What is expected: Return all the lines below exactly as written. Drop every picture.

Entries supplied:

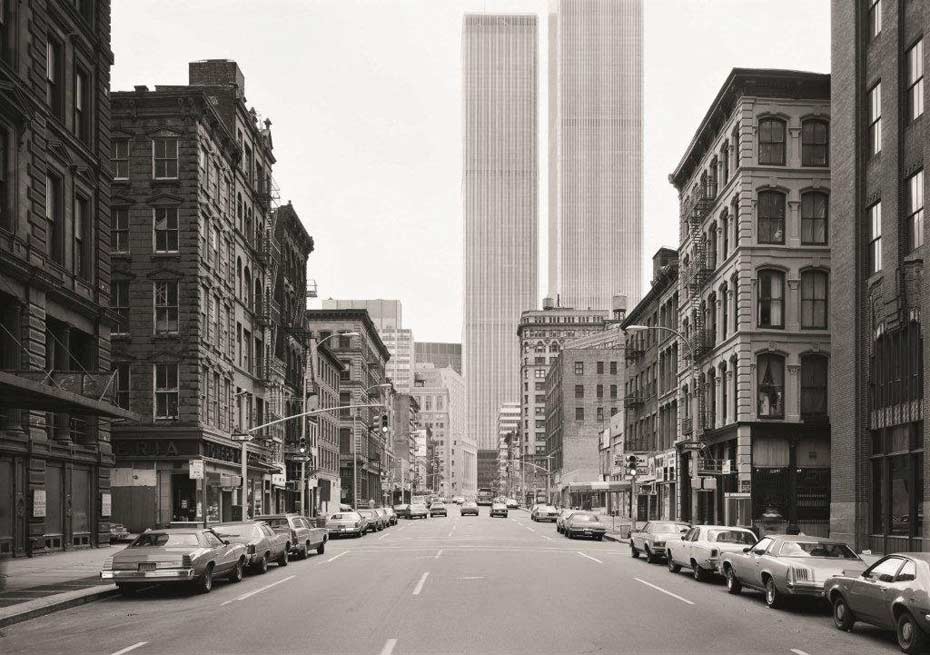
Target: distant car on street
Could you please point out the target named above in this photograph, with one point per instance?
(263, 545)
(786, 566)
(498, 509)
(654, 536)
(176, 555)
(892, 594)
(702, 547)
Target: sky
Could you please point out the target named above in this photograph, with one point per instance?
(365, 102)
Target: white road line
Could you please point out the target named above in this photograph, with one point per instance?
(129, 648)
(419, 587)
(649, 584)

Exercise answer:
Target: distant car on street
Could you please point out the target named above in this photograph, with one point per instance?
(263, 545)
(786, 566)
(498, 509)
(654, 536)
(176, 555)
(892, 594)
(702, 547)
Target: sky
Could you please point out the target named above in this photograph, with one point per instance?
(365, 102)
Target: white road line
Could you please point out the target named above in this photograph, with one point per instance?
(129, 648)
(419, 587)
(649, 584)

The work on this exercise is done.